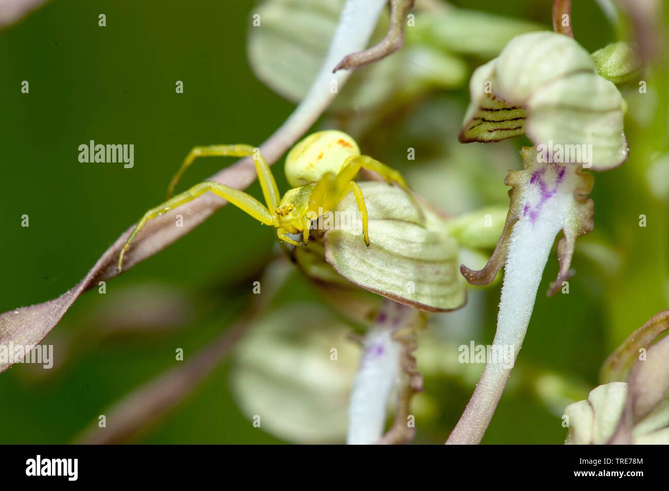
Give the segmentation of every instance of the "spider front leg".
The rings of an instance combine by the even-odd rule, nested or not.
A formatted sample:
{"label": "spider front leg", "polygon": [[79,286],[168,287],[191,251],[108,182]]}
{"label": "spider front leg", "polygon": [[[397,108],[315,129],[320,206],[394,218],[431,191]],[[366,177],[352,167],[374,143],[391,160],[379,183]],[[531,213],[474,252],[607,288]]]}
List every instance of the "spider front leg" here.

****************

> **WHAT IS BEING ASKED**: Reproduce the records above with every occurrence of "spider front leg" changed to "spider rear leg" and everything else left unchanged, omitting the pictures.

> **WRITTEN RESPONSE**:
Give the segmentation of every instance of the "spider rear leg".
The rings of an instance combine by the even-odd rule, nested or not.
A formatted sample:
{"label": "spider rear leg", "polygon": [[79,286],[168,287],[191,251],[108,182]]}
{"label": "spider rear leg", "polygon": [[[397,108],[315,129],[320,206],[394,218],[431,191]],[[366,177],[352,167],[374,143],[391,160],[379,183]],[[531,213],[474,252],[607,288]]]}
List every instance of the "spider rear leg" here.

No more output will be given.